(WRITTEN REQUEST):
Please count the lines in the records below that contain the string "white", treating uppercase and lowercase as different. Reply with the number alone.
------------------------------------------------
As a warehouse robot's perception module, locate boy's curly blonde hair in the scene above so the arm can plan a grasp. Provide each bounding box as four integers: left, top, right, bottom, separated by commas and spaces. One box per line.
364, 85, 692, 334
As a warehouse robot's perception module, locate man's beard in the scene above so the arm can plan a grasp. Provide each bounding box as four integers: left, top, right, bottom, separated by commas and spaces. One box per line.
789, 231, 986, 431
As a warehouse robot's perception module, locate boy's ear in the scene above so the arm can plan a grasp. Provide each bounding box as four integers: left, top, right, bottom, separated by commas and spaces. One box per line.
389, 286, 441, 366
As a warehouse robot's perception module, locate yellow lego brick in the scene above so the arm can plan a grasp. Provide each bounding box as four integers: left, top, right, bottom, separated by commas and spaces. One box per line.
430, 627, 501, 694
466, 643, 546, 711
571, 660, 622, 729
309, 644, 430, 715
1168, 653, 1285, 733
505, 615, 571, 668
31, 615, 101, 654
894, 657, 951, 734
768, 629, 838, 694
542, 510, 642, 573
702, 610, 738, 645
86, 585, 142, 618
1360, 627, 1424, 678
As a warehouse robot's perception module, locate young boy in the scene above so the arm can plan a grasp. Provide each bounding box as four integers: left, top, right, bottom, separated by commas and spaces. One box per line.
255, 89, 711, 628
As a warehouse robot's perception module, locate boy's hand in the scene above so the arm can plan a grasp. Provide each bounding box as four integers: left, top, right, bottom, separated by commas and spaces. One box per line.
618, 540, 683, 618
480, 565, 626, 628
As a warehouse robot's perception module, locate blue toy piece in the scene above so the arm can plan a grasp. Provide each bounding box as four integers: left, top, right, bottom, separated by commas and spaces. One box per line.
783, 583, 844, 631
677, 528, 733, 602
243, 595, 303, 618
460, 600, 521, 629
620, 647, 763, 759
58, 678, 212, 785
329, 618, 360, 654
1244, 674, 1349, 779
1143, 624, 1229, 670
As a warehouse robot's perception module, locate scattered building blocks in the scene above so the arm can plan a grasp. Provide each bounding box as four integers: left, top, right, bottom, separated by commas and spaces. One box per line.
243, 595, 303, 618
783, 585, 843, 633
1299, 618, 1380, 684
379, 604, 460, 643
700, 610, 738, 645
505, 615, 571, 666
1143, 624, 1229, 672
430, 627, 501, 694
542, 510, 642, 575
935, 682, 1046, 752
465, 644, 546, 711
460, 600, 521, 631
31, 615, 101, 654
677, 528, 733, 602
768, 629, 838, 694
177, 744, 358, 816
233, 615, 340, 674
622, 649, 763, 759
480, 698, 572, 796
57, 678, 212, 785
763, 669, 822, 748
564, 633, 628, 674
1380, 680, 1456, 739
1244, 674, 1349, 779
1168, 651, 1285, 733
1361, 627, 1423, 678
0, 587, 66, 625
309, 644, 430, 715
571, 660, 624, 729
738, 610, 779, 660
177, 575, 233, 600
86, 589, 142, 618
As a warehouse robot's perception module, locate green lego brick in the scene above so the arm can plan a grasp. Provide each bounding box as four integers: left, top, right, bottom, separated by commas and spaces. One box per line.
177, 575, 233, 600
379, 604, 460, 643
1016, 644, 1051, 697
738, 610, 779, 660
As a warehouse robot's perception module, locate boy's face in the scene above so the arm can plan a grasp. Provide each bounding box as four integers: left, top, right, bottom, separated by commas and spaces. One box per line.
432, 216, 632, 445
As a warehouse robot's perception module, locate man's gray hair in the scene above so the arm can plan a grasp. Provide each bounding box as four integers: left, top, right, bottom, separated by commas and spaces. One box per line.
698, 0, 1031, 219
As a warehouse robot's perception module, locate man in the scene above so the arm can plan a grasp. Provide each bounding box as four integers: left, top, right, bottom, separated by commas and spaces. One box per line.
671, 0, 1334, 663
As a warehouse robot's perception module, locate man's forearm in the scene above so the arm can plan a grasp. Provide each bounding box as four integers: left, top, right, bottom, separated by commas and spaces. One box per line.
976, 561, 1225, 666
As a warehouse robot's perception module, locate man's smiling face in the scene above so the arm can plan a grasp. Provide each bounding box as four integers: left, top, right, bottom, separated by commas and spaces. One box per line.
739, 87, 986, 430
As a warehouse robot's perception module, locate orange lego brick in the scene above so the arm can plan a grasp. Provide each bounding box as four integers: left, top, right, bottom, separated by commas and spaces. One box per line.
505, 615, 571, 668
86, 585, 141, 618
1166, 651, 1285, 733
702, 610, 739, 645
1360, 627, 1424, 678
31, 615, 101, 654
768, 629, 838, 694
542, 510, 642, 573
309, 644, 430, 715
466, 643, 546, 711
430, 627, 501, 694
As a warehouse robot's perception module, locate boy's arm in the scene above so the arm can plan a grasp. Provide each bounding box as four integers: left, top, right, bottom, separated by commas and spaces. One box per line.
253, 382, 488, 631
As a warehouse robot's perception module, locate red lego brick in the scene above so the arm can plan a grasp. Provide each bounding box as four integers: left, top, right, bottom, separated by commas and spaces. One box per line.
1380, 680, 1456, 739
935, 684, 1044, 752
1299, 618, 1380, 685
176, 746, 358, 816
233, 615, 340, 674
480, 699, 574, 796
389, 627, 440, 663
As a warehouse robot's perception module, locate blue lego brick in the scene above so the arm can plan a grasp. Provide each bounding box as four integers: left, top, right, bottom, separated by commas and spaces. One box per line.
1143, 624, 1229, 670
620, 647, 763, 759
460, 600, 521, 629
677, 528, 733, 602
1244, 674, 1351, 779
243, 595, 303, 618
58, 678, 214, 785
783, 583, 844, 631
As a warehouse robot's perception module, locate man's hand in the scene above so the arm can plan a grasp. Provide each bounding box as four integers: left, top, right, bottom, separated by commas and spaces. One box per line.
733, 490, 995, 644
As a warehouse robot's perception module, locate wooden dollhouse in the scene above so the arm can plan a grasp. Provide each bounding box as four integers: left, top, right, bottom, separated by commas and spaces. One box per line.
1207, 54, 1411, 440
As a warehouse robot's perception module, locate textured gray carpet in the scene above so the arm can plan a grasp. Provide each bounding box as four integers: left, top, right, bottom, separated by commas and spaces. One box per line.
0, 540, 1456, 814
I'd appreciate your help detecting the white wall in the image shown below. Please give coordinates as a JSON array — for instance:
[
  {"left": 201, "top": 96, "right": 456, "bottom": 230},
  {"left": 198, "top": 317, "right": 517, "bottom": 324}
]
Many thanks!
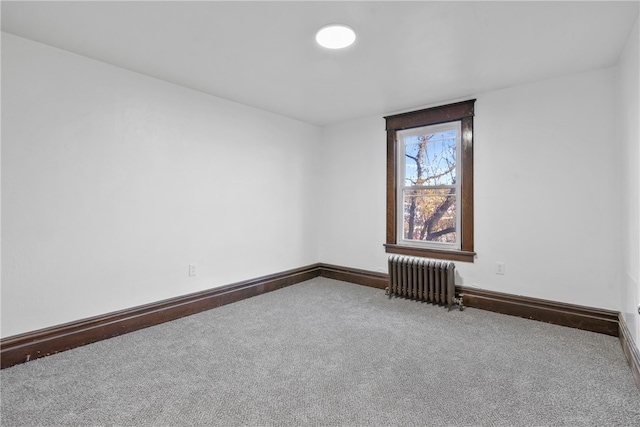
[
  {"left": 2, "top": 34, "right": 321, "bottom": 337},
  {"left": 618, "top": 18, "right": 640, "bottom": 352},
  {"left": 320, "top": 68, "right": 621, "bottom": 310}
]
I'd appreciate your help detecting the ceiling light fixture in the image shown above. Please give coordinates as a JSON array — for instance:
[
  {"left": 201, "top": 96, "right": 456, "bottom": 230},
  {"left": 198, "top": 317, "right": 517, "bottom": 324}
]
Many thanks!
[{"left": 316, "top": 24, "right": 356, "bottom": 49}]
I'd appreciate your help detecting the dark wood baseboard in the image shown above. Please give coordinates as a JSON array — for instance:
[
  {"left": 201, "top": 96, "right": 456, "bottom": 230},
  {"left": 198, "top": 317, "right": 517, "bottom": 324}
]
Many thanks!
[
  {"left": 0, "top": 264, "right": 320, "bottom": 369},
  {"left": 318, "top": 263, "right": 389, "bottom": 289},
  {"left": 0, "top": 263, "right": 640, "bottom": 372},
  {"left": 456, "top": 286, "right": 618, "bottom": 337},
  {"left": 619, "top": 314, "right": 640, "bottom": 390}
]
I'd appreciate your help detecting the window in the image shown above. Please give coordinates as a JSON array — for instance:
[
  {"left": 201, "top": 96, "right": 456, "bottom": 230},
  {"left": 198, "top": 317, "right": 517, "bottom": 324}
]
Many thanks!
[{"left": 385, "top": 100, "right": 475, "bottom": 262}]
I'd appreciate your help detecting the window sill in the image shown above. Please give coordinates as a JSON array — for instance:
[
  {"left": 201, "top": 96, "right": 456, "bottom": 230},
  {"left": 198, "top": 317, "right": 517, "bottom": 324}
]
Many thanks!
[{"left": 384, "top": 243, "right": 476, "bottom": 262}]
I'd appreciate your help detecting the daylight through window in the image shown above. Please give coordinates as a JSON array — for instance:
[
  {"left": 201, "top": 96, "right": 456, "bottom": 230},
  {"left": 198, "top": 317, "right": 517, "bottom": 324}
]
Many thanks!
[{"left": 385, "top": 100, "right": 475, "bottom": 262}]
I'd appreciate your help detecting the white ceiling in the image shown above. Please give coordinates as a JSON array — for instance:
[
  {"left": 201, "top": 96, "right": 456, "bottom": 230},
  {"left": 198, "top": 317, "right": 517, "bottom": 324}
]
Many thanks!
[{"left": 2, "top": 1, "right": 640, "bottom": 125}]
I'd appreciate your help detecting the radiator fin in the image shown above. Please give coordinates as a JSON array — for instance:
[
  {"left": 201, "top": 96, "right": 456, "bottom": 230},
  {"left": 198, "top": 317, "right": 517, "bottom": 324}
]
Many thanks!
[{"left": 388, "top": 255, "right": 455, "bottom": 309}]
------------------------------------------------
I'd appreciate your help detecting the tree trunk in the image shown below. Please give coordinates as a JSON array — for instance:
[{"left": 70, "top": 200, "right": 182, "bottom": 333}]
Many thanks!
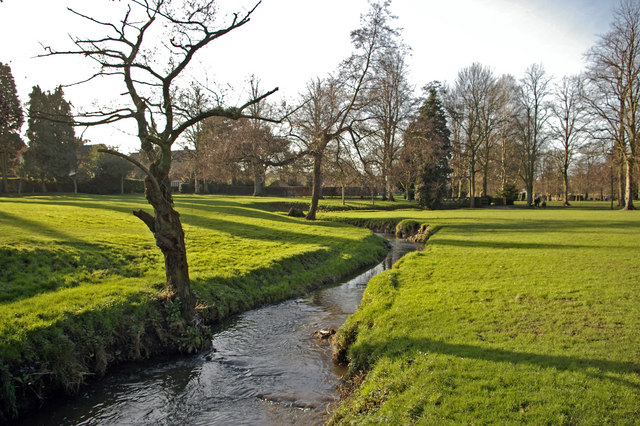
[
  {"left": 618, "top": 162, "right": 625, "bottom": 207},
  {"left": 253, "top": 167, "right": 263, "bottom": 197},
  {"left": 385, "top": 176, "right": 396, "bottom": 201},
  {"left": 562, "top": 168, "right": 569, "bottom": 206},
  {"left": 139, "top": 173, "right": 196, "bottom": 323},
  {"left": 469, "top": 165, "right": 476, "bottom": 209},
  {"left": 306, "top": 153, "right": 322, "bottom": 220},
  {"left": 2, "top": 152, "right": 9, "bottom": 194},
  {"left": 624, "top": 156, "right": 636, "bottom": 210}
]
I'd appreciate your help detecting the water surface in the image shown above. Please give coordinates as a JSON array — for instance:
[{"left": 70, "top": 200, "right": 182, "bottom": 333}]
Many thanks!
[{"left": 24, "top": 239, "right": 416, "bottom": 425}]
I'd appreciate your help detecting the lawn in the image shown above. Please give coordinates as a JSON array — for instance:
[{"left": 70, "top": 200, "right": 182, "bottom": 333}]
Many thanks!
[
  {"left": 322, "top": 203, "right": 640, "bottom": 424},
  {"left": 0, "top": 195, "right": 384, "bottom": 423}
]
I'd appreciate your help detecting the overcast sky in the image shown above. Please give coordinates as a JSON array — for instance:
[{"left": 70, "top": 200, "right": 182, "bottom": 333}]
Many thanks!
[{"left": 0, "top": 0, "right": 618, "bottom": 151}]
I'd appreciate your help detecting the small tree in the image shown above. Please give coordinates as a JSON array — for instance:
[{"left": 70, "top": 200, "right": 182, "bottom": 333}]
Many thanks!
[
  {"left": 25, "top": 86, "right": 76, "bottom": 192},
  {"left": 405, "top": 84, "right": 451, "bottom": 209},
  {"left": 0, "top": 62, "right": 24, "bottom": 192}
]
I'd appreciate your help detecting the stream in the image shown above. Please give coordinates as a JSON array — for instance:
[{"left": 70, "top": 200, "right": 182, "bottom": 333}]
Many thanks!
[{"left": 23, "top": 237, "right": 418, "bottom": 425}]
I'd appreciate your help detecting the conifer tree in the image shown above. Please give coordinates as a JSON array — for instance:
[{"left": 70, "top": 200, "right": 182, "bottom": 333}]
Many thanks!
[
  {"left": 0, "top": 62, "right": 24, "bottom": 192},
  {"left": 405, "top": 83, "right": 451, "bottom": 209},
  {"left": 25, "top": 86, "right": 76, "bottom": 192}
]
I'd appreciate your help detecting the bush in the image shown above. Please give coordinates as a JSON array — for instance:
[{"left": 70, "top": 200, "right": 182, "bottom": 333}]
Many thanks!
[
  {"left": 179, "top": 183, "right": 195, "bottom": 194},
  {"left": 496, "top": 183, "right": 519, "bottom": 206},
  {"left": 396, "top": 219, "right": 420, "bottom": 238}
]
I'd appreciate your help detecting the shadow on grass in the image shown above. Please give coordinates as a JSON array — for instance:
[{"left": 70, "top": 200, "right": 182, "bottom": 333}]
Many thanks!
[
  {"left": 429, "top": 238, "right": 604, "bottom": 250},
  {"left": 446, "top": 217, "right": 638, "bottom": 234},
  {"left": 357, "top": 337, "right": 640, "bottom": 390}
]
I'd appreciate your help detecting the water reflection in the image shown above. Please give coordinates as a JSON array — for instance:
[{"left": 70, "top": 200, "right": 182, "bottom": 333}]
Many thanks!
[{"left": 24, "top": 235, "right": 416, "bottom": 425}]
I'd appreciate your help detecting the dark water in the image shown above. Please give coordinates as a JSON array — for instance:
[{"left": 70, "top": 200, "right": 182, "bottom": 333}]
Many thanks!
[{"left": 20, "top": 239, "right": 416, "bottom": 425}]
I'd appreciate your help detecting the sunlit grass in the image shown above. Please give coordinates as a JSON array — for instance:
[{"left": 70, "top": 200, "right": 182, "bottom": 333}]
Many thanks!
------------------------------------------------
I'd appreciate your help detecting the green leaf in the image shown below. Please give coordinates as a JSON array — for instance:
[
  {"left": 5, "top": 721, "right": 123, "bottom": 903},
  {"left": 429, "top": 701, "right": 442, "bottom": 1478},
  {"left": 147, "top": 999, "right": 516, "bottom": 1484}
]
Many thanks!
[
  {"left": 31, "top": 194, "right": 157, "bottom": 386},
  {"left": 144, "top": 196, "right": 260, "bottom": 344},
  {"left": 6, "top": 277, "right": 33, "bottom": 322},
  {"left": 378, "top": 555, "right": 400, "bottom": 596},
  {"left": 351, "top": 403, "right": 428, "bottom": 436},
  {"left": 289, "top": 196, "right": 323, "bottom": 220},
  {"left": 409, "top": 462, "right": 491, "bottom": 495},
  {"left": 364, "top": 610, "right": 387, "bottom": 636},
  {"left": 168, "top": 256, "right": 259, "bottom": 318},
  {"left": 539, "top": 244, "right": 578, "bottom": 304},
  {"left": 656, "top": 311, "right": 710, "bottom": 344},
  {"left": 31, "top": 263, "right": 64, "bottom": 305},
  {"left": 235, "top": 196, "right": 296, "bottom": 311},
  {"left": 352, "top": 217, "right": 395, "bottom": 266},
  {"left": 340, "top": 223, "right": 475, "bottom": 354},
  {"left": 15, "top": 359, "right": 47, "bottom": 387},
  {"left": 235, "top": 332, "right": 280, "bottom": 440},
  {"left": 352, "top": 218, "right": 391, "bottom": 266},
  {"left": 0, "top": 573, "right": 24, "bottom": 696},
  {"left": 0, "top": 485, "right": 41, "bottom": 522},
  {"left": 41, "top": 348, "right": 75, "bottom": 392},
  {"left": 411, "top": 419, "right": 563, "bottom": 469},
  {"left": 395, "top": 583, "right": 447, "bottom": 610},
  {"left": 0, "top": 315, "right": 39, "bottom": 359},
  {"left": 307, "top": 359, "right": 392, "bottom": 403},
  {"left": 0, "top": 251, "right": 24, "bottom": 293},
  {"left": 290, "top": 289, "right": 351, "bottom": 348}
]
------------------------------------------------
(THE OUTPUT):
2